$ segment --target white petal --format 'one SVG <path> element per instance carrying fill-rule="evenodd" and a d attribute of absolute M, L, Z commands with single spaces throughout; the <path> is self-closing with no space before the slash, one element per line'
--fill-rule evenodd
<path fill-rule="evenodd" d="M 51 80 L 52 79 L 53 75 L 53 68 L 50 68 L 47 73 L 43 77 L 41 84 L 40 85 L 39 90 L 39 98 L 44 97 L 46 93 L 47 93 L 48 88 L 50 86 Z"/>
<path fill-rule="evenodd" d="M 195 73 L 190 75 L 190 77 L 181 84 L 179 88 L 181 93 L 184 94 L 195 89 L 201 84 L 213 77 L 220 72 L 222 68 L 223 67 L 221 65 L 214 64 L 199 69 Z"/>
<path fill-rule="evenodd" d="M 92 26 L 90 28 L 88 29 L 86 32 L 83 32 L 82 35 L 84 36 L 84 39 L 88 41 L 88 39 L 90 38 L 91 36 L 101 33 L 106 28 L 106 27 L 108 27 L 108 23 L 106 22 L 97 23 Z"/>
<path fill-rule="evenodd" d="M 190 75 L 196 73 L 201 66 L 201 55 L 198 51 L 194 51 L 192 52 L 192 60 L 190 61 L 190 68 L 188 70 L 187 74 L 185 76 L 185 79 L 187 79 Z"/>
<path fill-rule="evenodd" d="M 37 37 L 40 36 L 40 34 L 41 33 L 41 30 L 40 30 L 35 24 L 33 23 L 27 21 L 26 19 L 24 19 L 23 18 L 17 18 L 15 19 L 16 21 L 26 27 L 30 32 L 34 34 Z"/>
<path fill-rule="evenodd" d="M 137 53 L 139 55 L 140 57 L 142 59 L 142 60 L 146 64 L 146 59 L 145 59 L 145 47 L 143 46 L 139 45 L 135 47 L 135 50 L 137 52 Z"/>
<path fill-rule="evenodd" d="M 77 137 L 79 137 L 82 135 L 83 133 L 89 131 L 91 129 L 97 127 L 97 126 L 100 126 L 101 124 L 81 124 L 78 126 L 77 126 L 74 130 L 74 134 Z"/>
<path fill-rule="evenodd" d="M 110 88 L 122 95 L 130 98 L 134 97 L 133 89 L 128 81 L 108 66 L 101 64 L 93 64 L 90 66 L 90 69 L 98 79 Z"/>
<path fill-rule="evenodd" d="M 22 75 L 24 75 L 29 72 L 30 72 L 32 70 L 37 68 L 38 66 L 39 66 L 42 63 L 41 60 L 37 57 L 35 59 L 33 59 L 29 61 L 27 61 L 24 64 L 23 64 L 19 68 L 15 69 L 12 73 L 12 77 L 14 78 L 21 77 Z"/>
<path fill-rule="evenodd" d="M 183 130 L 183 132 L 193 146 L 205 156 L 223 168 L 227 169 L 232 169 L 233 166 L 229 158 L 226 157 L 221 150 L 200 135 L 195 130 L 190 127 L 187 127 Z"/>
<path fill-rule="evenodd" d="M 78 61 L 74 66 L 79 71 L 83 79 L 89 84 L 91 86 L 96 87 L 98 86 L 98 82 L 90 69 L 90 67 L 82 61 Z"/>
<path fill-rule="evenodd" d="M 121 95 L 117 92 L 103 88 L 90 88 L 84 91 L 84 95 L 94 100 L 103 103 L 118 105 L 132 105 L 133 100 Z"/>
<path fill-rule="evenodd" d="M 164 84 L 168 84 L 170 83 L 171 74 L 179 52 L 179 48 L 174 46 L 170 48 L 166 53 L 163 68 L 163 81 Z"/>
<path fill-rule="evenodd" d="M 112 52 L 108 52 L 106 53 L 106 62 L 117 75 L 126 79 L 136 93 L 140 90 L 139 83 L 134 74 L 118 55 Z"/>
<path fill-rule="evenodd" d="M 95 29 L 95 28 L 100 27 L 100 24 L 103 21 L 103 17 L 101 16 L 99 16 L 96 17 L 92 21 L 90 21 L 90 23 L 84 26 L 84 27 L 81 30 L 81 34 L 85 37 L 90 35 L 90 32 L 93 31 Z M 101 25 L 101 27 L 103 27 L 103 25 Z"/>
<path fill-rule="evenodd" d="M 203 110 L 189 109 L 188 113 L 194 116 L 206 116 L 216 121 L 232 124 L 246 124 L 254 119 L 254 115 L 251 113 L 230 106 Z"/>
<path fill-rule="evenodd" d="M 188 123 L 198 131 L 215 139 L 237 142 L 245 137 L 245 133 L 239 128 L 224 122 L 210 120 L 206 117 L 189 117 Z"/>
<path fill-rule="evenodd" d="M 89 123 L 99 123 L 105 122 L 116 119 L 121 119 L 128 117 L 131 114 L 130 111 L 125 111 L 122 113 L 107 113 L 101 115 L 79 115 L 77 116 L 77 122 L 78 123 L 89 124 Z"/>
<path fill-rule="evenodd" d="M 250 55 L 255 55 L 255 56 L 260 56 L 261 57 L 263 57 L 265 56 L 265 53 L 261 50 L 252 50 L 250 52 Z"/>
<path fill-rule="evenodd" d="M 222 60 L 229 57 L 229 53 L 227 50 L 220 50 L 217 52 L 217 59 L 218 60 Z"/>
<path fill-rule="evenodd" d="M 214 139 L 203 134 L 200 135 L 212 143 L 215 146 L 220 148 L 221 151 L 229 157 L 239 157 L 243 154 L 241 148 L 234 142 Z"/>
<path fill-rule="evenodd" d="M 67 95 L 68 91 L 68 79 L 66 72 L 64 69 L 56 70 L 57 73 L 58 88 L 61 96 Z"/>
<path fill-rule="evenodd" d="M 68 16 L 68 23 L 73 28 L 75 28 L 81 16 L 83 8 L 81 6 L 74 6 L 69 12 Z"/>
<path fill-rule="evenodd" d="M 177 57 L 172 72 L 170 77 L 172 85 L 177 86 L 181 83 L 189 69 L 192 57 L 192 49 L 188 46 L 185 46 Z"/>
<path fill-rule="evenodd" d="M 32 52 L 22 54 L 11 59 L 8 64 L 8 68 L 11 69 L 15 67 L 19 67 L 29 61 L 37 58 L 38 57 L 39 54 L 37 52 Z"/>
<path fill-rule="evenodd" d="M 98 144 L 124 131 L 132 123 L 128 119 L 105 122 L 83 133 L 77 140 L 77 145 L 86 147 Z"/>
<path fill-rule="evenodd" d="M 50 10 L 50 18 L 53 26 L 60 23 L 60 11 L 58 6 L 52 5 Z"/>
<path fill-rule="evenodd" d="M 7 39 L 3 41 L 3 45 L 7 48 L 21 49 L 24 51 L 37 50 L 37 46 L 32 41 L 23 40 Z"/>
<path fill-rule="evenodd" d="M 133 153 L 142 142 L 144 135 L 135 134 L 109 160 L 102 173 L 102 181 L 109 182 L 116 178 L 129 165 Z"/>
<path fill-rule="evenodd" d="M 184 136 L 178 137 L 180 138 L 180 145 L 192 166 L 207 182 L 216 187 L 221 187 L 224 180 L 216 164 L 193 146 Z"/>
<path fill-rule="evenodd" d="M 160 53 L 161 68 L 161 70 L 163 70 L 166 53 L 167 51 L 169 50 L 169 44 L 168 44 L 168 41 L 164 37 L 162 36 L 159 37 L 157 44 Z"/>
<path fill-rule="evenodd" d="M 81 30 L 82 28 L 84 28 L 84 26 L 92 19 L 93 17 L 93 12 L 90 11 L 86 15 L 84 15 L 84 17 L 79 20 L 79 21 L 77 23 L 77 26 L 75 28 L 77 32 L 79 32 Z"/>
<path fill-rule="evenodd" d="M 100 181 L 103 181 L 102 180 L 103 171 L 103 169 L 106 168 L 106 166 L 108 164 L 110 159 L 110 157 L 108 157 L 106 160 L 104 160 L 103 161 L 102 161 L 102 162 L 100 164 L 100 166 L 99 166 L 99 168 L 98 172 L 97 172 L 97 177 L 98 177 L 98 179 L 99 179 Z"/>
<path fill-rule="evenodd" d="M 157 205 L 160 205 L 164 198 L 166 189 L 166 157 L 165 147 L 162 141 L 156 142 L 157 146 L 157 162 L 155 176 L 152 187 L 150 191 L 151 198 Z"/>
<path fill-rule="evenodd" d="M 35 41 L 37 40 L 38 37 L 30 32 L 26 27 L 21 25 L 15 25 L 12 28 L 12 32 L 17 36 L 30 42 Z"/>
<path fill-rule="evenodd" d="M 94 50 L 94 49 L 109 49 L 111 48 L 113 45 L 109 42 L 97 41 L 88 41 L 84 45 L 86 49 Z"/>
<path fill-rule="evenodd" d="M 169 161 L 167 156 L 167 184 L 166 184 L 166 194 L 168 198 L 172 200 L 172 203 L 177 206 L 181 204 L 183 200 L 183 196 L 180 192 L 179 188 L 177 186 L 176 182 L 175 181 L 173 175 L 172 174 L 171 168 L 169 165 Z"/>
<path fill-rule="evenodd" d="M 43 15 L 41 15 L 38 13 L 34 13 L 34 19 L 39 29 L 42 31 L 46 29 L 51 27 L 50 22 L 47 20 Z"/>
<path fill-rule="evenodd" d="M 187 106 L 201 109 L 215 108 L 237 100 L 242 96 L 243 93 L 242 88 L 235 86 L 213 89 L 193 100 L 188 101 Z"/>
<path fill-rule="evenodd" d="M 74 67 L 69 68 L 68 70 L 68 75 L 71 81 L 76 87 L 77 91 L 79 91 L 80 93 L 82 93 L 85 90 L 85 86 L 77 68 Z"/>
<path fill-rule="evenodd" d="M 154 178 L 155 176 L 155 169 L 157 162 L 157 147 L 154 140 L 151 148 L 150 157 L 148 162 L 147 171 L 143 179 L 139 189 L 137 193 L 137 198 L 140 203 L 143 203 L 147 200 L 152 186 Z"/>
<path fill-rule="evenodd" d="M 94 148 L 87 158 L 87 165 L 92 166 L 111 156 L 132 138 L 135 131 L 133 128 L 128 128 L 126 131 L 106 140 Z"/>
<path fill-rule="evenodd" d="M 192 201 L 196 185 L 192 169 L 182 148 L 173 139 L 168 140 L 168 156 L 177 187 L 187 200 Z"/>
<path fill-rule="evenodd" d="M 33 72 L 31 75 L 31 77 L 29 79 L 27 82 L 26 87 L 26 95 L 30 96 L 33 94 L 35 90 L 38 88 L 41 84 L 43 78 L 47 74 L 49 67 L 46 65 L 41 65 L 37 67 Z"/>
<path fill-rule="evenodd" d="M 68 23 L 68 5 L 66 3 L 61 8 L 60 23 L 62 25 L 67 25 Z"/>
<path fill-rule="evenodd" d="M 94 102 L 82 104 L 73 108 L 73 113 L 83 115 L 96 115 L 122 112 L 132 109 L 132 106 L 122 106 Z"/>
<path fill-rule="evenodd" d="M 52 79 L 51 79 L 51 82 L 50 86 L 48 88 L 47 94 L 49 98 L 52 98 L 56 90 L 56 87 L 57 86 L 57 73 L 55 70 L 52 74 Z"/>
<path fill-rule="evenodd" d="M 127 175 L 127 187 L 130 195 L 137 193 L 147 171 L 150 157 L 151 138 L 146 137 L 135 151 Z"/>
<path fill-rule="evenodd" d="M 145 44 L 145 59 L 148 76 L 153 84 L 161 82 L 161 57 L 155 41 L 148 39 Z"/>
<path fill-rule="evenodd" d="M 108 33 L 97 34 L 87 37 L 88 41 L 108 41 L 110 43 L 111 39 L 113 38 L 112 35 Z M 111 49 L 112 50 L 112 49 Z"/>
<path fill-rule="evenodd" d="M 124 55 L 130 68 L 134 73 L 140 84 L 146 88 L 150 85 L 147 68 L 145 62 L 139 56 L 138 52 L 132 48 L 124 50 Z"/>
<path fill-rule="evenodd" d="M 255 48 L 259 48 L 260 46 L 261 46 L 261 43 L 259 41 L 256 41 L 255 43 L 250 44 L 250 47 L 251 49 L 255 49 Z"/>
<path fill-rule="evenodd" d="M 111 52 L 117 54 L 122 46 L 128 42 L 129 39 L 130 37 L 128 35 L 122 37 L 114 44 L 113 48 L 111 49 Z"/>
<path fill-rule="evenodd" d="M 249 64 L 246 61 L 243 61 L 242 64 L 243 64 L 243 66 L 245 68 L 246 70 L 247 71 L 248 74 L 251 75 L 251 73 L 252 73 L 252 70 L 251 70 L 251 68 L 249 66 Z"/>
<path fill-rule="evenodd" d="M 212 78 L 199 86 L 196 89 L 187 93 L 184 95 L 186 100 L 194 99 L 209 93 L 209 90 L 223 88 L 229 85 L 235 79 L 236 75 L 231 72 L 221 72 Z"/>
────
Copy the lines of the listing above exactly, from its first line through the line that contains "137 53 L 139", including both.

■ **Answer to the task**:
$ segment --target white petal --format 'one SVG <path> element per instance carrying fill-rule="evenodd" and a d attribute of absolute M, L, Z commands with single spaces throughout; the <path> is self-closing with no space before the slash, one element per line'
--fill-rule evenodd
<path fill-rule="evenodd" d="M 51 80 L 52 79 L 53 75 L 53 68 L 50 68 L 47 73 L 43 77 L 41 84 L 40 85 L 39 90 L 39 98 L 44 97 L 46 93 L 47 93 L 48 88 L 50 86 Z"/>
<path fill-rule="evenodd" d="M 195 73 L 190 75 L 190 77 L 181 84 L 179 88 L 181 93 L 184 94 L 195 89 L 201 84 L 213 77 L 220 72 L 222 68 L 223 67 L 221 65 L 214 64 L 199 69 Z"/>
<path fill-rule="evenodd" d="M 92 26 L 90 28 L 88 29 L 86 32 L 83 32 L 82 35 L 84 36 L 84 39 L 88 41 L 88 39 L 90 38 L 91 36 L 101 33 L 106 28 L 106 27 L 108 27 L 108 23 L 106 22 L 97 23 Z"/>
<path fill-rule="evenodd" d="M 190 75 L 196 73 L 201 66 L 201 55 L 198 51 L 194 51 L 192 52 L 192 60 L 190 61 L 190 68 L 188 70 L 187 74 L 185 76 L 185 79 L 187 79 Z"/>
<path fill-rule="evenodd" d="M 37 37 L 40 36 L 40 34 L 41 33 L 41 30 L 40 30 L 35 24 L 33 23 L 27 21 L 26 19 L 24 19 L 23 18 L 17 18 L 15 19 L 16 21 L 26 27 L 30 32 L 34 34 Z"/>
<path fill-rule="evenodd" d="M 137 53 L 139 55 L 140 57 L 142 59 L 142 60 L 146 64 L 146 59 L 145 59 L 145 47 L 143 46 L 139 45 L 135 47 L 135 50 L 137 52 Z"/>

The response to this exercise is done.